WHAT IS REQUIRED
Pick up the court opinion excerpt on Chinese immigration and citizenship law and carry it forward from its last sentence.
----- EXCERPT TO READ -----
To repeat the careful and weighty words uttered by Mr. Justice Curtis, in delivering a unanimous judgment of this court upon the question what is due process of law: "To avoid misconstruction upon so grave a subject, we think it proper to state that we do not consider Congress can either withdraw from judicial cognizance any matter which, from its nature, is the subject of a suit at the common law, or in equity, or admiralty; nor, on the other hand, can it bring under the judicial power a matter which, from its nature, is not a subject for judicial determination. At the same time, there are matters, involving public rights, which may be presented in such form that the judicial power is capable of acting on them, and which are susceptible of judicial determination, but which Congress may or may not bring within the cognizance of the courts of the United States, as it may deem proper." Murray v. Hoboken Co., 18 How. 272, 284.
Before examining in detail the provisions of the act of 1892 now in question, it will be convenient to refer to the previous statutes, treaties and decisions upon this subject.
The act of Congress of July 27, 1868, c. 249, (reënacted in sections 1999-2001 of the Revised Statutes,) began with these recitals: "Whereas the right of expatriation is a natural and inherent right of all people, indispensable to the enjoyment of the rights of life, liberty, and the pursuit of happiness; and whereas in the recognition of this principle this government has freely received emigrants from all nations, and invested them with the rights of citizenship." It then declared that *716 any order or decision of any officer of the United States to the contrary was inconsistent with the fundamental principles of this government; enacted that "all naturalized citizens of the United States, while in foreign states, shall be entitled to and shall receive from this government the same protection of persons and property that is accorded to native-born citizens in like situations and circumstances;" and made it the duty of the President to take measures to protect the rights in that respect of "any citizen of the United States." 15 Stat. 223, 224.
That act, like any other, is subject to alteration by Congress whenever the public welfare requires it. The right of protection which it confers is limited to citizens of the United States. Chinese persons not born in this country have never been recognized as citizens of the United States, nor authorized to become such under the naturalization laws. Rev. Stat. (2d ed.) §§ 2165, 2169; Acts of April 14, 1802, c. 28, 2 Stat. 153; May 26, 1824, c. 186, 4 Stat. 69; July 14, 1870, c. 254, § 7, 16 Stat. 256; February 18, 1875, c. 80, 18 Stat. 318; In re Ah Yup, 5 Sawyer, 155; Act of May 6, 1882, c. 126, § 14, 22 Stat. 61.
The treaty made between the United States and China on July 28, 1868, contained the following stipulations:
"ARTICLE V. The United States of America and the Emperor of China cordially recognize the inherent and inalienable right of man to change his home and allegiance, and also the mutual advantage of the free migration and emigration of their citizens and subjects, respectively, from one country to the other, for purposes of curiosity, of trade, or as permanent residents."
----- RECORD EXCERPTS -----
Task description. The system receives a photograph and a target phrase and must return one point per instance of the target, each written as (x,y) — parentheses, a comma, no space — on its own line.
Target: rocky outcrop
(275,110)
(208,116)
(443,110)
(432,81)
-----
----- RECORD EXCERPTS -----
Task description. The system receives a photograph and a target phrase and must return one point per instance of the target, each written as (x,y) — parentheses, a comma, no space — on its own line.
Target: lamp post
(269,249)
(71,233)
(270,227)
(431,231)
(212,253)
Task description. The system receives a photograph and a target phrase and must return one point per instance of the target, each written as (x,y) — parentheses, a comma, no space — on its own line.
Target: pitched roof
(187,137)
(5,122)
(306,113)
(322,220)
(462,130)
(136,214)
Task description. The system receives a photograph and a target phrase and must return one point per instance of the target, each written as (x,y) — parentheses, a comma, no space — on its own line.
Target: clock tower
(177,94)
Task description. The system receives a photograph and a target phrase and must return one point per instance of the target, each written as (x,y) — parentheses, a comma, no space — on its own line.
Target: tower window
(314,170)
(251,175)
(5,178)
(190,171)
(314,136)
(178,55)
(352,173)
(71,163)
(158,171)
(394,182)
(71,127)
-----
----- RECORD EXCERPTS -----
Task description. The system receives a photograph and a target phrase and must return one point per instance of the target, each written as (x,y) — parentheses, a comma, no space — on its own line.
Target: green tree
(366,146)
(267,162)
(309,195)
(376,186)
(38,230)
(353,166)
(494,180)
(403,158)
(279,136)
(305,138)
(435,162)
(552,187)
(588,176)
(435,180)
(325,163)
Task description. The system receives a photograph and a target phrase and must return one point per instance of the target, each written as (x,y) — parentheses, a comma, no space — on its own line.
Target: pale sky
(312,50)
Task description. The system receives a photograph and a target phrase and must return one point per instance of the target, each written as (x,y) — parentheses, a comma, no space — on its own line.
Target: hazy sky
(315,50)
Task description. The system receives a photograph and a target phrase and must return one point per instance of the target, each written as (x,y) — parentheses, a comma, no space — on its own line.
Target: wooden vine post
-----
RESULT FOR THIS EXERCISE
"ARTICLE VI. Citizens of the United States visiting or residing in China," "and reciprocally, Chinese subjects visiting or residing in the United States, shall enjoy the same privileges, immunities and exemptions, in respect to travel or residence, as may there be enjoyed by the citizens or subjects of the most favored nation. But nothing herein contained shall be held to confer naturalization upon citizens of the United States in China, nor upon the subjects of China in the United States."
*717 After some years' experience under that treaty, the government of the United States was brought to the opinion that the presence within our territory of large numbers of Chinese laborers, of a distinct race and religion, remaining strangers in the land, residing apart by themselves, tenaciously adhering to the customs and usages of their own country, unfamiliar with our institutions, and apparently incapable of assimilating with our people, might endanger good order, and be injurious to the public interests; and therefore requested and obtained from China a modification of the treaty. Chew Heong v. United States, 112 U.S. 536, 542, 543; Chae Chan Ping v. United States, 130 U.S. 581, 595, 596.
On November 17, 1880, a supplemental treaty was accordingly concluded between the two countries, which contained the following preamble and stipulations:
"Whereas the government of the United States, because of the constantly increasing immigration of Chinese laborers to the territory of the United States, and the embarrassments consequent upon such immigration, now desires to negotiate a modification of the existing treaties which shall not be in direct contravention of their spirit:"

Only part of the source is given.